* [Stated task] Set down the material once more, exactly as it appears.
━━ Extracted information
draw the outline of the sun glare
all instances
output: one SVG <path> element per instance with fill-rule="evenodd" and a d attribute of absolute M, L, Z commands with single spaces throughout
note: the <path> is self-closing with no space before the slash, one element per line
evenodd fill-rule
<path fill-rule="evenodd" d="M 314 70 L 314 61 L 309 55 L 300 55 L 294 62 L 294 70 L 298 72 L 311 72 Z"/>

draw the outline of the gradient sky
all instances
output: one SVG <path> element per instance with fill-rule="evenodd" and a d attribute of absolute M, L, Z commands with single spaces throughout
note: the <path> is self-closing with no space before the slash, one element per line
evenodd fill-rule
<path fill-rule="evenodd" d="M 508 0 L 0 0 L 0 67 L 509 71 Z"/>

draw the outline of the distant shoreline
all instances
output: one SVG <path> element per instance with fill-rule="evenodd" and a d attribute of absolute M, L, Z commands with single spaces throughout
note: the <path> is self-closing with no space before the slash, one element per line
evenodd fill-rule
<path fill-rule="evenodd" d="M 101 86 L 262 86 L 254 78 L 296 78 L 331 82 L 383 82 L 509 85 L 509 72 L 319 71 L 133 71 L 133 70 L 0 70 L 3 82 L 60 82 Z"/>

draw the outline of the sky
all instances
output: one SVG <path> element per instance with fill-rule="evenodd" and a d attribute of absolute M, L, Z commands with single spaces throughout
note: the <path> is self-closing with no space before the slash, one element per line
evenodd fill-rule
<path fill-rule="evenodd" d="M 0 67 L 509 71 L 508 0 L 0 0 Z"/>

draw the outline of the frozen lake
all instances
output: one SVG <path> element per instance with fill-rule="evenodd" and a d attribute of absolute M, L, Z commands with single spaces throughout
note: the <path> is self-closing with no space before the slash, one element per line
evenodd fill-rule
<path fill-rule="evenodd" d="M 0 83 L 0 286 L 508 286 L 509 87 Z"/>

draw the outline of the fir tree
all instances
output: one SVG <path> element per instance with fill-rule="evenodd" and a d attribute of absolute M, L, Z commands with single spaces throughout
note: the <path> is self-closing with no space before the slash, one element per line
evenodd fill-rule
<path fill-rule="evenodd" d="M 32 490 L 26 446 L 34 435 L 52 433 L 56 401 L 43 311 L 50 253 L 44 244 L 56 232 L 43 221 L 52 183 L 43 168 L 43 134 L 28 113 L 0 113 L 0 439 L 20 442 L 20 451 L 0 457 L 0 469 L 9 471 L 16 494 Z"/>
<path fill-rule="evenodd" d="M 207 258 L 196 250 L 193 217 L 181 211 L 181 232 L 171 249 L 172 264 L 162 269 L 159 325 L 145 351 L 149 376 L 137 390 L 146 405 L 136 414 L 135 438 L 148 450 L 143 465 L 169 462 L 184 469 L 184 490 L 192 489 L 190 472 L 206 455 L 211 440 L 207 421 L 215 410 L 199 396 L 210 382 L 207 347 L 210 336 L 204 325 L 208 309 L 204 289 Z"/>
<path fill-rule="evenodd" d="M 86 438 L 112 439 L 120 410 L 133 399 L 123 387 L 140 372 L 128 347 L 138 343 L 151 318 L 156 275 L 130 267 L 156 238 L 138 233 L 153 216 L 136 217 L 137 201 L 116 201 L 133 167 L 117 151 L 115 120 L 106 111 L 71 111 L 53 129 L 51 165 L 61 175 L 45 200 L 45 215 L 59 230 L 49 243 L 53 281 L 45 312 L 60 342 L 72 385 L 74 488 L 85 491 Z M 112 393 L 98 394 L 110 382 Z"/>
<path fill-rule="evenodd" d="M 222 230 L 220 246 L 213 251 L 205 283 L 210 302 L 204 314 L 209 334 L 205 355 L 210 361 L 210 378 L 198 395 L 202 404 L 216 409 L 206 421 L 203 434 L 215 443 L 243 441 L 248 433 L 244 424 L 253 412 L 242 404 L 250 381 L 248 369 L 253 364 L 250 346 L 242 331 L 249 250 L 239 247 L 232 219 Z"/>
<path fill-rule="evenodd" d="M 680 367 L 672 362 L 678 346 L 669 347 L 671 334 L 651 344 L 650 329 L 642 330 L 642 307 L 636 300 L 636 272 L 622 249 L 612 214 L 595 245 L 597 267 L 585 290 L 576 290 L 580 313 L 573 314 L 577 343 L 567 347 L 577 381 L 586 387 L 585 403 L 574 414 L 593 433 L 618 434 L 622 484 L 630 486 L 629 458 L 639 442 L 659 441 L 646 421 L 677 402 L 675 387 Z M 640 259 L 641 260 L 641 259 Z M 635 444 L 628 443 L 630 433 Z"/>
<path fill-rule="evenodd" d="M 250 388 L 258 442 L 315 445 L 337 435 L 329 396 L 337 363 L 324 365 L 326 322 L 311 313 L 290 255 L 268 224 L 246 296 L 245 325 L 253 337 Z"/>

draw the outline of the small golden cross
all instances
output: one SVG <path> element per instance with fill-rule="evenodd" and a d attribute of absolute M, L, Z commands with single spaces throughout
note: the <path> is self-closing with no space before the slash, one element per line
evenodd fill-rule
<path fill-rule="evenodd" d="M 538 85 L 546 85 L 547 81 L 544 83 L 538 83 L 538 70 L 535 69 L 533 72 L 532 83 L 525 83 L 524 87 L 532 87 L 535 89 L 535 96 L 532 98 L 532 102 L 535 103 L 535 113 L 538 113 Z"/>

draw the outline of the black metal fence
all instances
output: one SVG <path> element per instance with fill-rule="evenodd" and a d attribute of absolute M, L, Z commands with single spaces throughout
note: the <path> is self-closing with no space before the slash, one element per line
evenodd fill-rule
━━━━
* [Finished task]
draw the outline of the sun glare
all instances
output: one SVG <path> element per instance with fill-rule="evenodd" and a d attribute of absolute M, L, Z commands with single spaces throughout
note: the <path> is self-closing with no space before the slash, one element per line
evenodd fill-rule
<path fill-rule="evenodd" d="M 314 70 L 314 61 L 309 55 L 300 55 L 294 62 L 294 70 L 298 72 L 311 72 Z"/>

draw the outline of the gradient sky
all instances
output: one SVG <path> element per instance with fill-rule="evenodd" and a d attribute of absolute M, L, Z commands with single spaces throughout
note: the <path> is self-closing with no space before the slash, one element per line
evenodd fill-rule
<path fill-rule="evenodd" d="M 508 0 L 0 0 L 0 67 L 509 71 Z"/>

draw the outline of the distant shoreline
all instances
output: one SVG <path> element per instance with fill-rule="evenodd" and a d attribute of absolute M, L, Z commands with single spaces throughout
note: the <path> is self-closing with no space before the slash, one element per line
evenodd fill-rule
<path fill-rule="evenodd" d="M 101 86 L 262 86 L 254 78 L 296 78 L 331 82 L 383 82 L 509 85 L 509 72 L 319 71 L 133 71 L 133 70 L 0 70 L 3 82 L 60 82 Z"/>

draw the outline of the sky
all instances
output: one SVG <path> element per instance with fill-rule="evenodd" and a d attribute of absolute M, L, Z commands with single spaces throughout
note: the <path> is self-closing with no space before the slash, one element per line
evenodd fill-rule
<path fill-rule="evenodd" d="M 0 67 L 509 71 L 508 0 L 0 0 Z"/>

draw the outline of the frozen lake
all instances
output: one SVG <path> element per instance with fill-rule="evenodd" and a d attribute of absolute M, L, Z commands with single spaces throughout
note: the <path> is self-closing with no space before the slash, one element per line
evenodd fill-rule
<path fill-rule="evenodd" d="M 0 83 L 0 286 L 508 286 L 509 87 Z"/>

draw the outline of the fir tree
all instances
output: one SVG <path> element per instance with fill-rule="evenodd" and a d attribute of absolute M, L, Z commands with single spaces throughout
note: the <path> is self-closing with no space before the slash, one element per line
evenodd fill-rule
<path fill-rule="evenodd" d="M 32 490 L 26 446 L 34 435 L 52 433 L 56 401 L 43 311 L 50 253 L 44 244 L 56 232 L 43 221 L 52 183 L 43 168 L 43 134 L 28 113 L 0 113 L 0 439 L 20 442 L 20 451 L 0 457 L 0 469 L 9 471 L 16 494 Z"/>
<path fill-rule="evenodd" d="M 207 258 L 196 250 L 193 217 L 181 211 L 181 232 L 171 249 L 172 264 L 162 269 L 159 325 L 145 351 L 149 376 L 137 390 L 146 405 L 136 414 L 135 438 L 148 450 L 143 465 L 169 462 L 184 469 L 184 490 L 192 489 L 190 472 L 206 455 L 211 440 L 207 421 L 215 410 L 199 396 L 210 382 L 207 347 L 210 336 L 204 325 L 208 309 L 204 289 Z"/>
<path fill-rule="evenodd" d="M 86 438 L 112 439 L 120 410 L 133 399 L 123 387 L 140 372 L 128 347 L 138 343 L 151 318 L 156 275 L 130 267 L 156 238 L 138 233 L 153 216 L 136 217 L 137 201 L 116 201 L 133 167 L 117 151 L 115 120 L 106 111 L 71 111 L 53 129 L 51 165 L 61 175 L 45 200 L 45 215 L 59 230 L 49 243 L 53 281 L 45 312 L 60 342 L 72 385 L 74 488 L 85 491 Z M 112 393 L 98 394 L 110 382 Z"/>
<path fill-rule="evenodd" d="M 222 230 L 220 246 L 213 251 L 205 283 L 210 302 L 204 314 L 209 334 L 205 355 L 210 361 L 210 378 L 198 395 L 202 404 L 216 409 L 206 421 L 203 434 L 215 443 L 243 441 L 248 433 L 244 424 L 253 412 L 242 404 L 250 381 L 248 369 L 253 364 L 250 346 L 242 331 L 249 250 L 239 247 L 232 219 Z"/>
<path fill-rule="evenodd" d="M 680 367 L 672 362 L 678 346 L 669 347 L 671 334 L 651 344 L 650 329 L 642 330 L 642 307 L 636 300 L 636 272 L 622 249 L 612 214 L 595 245 L 597 267 L 585 290 L 576 290 L 580 313 L 573 314 L 577 343 L 567 347 L 577 381 L 586 387 L 585 403 L 574 414 L 593 433 L 618 434 L 622 484 L 630 486 L 629 458 L 639 442 L 659 441 L 646 421 L 677 402 L 675 387 Z M 640 259 L 641 260 L 641 259 Z M 635 444 L 628 443 L 630 433 Z"/>
<path fill-rule="evenodd" d="M 250 388 L 258 442 L 315 445 L 337 435 L 329 396 L 337 363 L 324 365 L 326 322 L 311 313 L 290 255 L 268 224 L 246 296 L 245 325 L 253 337 Z"/>

draw the outline of the small golden cross
all instances
output: one SVG <path> element per instance with fill-rule="evenodd" and a d attribute of absolute M, L, Z commands with single spaces throughout
note: the <path> is self-closing with no space before the slash, one element per line
evenodd fill-rule
<path fill-rule="evenodd" d="M 538 85 L 546 85 L 547 81 L 544 83 L 538 83 L 538 70 L 535 69 L 533 72 L 532 83 L 525 83 L 524 87 L 532 87 L 535 89 L 535 96 L 532 98 L 532 102 L 535 103 L 535 113 L 538 113 Z"/>

draw the outline of the black metal fence
all instances
output: one SVG <path> element per instance with fill-rule="evenodd" and a d attribute of absolute M, L, Z commands with single spaces throughout
note: the <path> is self-closing with no space before the slash, one element per line
evenodd fill-rule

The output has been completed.